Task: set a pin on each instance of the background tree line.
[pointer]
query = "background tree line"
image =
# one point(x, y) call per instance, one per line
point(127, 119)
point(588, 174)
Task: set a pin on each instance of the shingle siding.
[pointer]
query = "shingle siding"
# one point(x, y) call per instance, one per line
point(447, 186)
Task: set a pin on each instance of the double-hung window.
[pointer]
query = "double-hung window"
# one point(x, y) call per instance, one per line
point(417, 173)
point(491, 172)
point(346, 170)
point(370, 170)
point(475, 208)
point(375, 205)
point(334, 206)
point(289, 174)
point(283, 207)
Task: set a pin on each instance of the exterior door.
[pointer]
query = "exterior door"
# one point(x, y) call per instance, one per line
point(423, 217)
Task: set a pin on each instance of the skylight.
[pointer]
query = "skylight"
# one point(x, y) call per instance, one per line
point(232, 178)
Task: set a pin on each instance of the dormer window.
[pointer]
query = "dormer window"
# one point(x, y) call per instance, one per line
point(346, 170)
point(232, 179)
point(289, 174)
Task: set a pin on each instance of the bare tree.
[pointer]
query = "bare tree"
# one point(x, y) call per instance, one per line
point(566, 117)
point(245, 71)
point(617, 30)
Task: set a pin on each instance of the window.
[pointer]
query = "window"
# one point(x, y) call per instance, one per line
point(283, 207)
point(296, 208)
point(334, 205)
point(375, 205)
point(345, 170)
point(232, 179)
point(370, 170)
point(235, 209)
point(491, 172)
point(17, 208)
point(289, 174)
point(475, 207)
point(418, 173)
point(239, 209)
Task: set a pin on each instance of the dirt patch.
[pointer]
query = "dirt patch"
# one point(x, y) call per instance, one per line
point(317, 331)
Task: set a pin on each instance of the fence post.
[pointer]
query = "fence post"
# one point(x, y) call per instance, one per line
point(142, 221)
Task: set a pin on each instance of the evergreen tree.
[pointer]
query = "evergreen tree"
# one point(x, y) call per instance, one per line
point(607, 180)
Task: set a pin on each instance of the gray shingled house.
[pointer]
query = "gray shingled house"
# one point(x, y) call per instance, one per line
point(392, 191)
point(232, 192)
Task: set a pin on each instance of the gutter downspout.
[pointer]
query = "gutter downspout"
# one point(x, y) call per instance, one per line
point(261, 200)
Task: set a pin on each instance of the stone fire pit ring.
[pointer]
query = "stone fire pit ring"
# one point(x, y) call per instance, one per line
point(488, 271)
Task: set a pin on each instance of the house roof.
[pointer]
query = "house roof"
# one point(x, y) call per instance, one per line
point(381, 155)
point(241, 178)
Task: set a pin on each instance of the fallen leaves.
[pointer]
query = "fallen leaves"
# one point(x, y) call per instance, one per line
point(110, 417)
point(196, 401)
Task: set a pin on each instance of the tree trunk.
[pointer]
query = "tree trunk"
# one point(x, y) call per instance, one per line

___

**ASSIGNED TASK**
Where a line of the entries contains the word "downspout", copy that line.

**EXERCISE ANSWER**
Task: set a pin on each instance of the gutter downspout.
query = "gutter downspout"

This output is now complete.